◆ **What you have to do**: Word for word, output the data that follows.

── Data for analysis

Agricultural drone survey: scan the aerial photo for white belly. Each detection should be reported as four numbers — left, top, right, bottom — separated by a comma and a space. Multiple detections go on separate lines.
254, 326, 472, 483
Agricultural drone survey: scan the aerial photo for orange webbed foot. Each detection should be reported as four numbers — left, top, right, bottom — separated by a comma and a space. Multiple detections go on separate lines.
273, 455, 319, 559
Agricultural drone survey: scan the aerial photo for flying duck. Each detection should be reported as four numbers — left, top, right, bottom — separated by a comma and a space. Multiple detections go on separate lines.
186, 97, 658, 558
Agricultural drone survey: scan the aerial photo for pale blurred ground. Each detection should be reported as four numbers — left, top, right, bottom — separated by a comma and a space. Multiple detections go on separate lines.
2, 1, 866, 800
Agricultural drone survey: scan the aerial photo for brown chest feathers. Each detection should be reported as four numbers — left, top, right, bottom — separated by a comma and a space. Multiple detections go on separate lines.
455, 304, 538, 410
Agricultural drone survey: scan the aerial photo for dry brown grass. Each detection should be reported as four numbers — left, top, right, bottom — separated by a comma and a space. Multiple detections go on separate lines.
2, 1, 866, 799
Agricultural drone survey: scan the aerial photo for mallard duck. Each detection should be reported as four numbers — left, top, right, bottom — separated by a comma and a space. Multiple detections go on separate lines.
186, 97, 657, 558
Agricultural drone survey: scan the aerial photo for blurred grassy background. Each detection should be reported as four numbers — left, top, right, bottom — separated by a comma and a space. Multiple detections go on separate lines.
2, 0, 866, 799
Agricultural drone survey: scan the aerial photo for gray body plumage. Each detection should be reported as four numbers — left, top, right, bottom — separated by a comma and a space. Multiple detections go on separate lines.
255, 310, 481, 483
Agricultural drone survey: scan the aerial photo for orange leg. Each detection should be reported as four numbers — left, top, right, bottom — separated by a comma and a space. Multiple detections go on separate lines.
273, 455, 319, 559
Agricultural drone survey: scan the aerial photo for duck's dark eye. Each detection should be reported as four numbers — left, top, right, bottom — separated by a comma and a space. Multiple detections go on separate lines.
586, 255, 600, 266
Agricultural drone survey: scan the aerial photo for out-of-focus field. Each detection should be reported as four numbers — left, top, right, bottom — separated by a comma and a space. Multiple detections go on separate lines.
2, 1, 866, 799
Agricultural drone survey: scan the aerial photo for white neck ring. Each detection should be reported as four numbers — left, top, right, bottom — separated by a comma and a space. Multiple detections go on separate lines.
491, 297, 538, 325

────

◆ **Task answer**:
Agricultural drone survey: scan the aerial photo for white belly. Each detection should be reported as four numbers — left, top, right, bottom — separated by a comma and a space. Multiple detections go on separate lines.
254, 326, 472, 483
Agricultural drone survey: scan the aerial photo for orange webbed foot. Each detection should be reported as four numbers — left, top, right, bottom — separated by a comma and a space. Multiple detections go on separate lines.
273, 455, 319, 559
Agricultural drone survey: scan the aerial photo for flying duck. Each detection should be reported as four numbers — left, top, right, bottom — separated by a comma and a space. Multiple detections go on separate lines.
186, 97, 658, 558
Agricultural drone survey: scan the aerial photo for pale blurred ground. Each detection should be reported as four numbers — left, top, right, bottom — separated by a comma and a space. Multiple detections go on separate lines.
2, 1, 866, 800
Agricultural drone survey: scan the aerial photo for brown chest feathers. Each detection should be reported as four numbers — left, top, right, bottom — separated by a comma and a space. Multiple detections go on separate lines.
455, 304, 538, 410
Agricultural drone survey: scan the aerial photo for dry brown grass. Each detection should be reported as four numbers — left, top, right, bottom — separated by a comma and a space. Multiple detections go on separate lines.
2, 1, 866, 799
Agricultural drone survey: scan the aerial photo for mallard duck. Each detection should be reported as four numbers — left, top, right, bottom — separated by a comma and a space. Multiple detections go on separate lines.
186, 97, 657, 558
Agricultural drone survey: scan the aerial photo for blurred grassy background. Each detection should be reported as four numbers — left, top, right, bottom — separated by a comma and a space. Multiple detections go on separate lines.
2, 0, 866, 799
Agricultural drone survey: scan the aerial photo for gray body plumage. Each detection should be reported as four numbers — left, top, right, bottom — separated by a comma and a space. Multiple detections go on separate lines.
255, 310, 481, 483
Agricultural drone survey: scan the aerial photo for orange leg. Each detection should be reported as four numbers — left, top, right, bottom — separated by a comma and a space. Multiple detections go on separate lines.
273, 455, 319, 559
Agricultural drone survey: scan the aerial photo for duck's dark eye. Each detection should be reported as four numbers — left, top, right, bottom — separated by a comma and a space. Multiple detections go on separate lines.
586, 255, 600, 266
Agricultural drone survey: scan the aerial photo for out-of-focus field. Each detection should be reported as four numbers — left, top, right, bottom — separated by a comma and a space. Multiple detections go on separate lines.
2, 1, 866, 799
Agricultural drone survey: scan the aerial photo for white neck ring. Each detection should be reported as four numbers — left, top, right, bottom — separated by a comma and a space. Multiple detections go on separate lines.
491, 297, 538, 325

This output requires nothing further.